§ **WHAT TO DO**:
Copy out every line in the entries below that includes "grass".

§ **DATA PROVIDED**:
============================================================

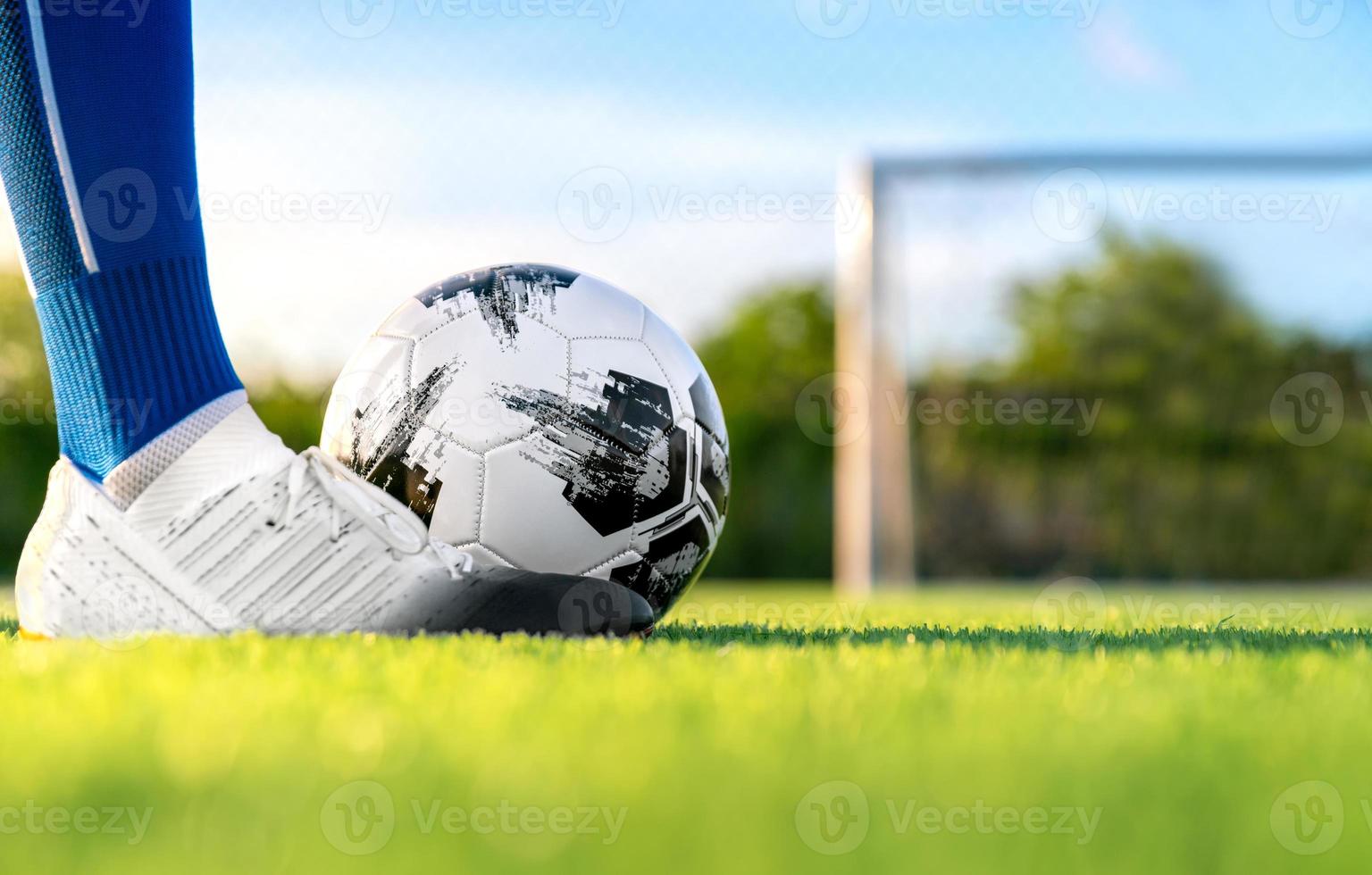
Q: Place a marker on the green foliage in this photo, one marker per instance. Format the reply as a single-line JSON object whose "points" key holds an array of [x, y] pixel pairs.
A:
{"points": [[1184, 473], [781, 502]]}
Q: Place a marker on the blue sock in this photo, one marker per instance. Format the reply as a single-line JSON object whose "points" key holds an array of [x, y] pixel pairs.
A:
{"points": [[97, 156]]}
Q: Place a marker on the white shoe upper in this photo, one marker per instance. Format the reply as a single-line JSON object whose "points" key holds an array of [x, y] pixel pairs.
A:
{"points": [[238, 534]]}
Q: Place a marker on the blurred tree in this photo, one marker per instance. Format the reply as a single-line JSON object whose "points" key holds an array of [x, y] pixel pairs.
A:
{"points": [[781, 502]]}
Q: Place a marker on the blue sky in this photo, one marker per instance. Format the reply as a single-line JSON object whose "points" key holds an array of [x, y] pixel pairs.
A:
{"points": [[345, 169]]}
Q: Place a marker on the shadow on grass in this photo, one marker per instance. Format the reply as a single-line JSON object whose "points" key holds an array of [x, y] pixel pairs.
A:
{"points": [[1032, 638]]}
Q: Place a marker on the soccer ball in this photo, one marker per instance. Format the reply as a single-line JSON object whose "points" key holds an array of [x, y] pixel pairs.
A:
{"points": [[542, 419]]}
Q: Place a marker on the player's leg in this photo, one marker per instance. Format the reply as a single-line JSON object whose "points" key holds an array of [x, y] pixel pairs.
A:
{"points": [[99, 161], [173, 509]]}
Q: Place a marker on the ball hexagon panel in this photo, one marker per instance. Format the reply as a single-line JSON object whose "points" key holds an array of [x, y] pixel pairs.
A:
{"points": [[460, 476], [544, 420], [617, 387], [530, 513], [499, 294], [481, 555], [468, 371], [411, 320]]}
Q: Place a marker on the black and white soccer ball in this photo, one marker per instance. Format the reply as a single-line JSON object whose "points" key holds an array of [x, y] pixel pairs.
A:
{"points": [[547, 420]]}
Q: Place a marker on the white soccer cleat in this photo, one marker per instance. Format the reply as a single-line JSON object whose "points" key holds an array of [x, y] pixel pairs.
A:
{"points": [[242, 534]]}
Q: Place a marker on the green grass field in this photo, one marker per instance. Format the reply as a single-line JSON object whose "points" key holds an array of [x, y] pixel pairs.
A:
{"points": [[762, 729]]}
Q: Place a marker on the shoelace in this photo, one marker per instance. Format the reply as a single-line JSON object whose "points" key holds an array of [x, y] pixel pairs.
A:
{"points": [[375, 509]]}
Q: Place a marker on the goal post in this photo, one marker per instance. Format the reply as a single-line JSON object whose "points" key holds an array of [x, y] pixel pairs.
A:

============================================================

§ **WORKED SOLUTION**:
Q: Place a marker on the shadow on grass in this photo, one marker per instance. Format the reply as a single-line JSON object whose "points" key holds an array of [x, y] pixel pairs.
Q: Place a marker on the green grass field in this photo, one marker per instance. Format the reply as a single-line JSON object whose "points" key holds an array of [x, y] pixel pairs.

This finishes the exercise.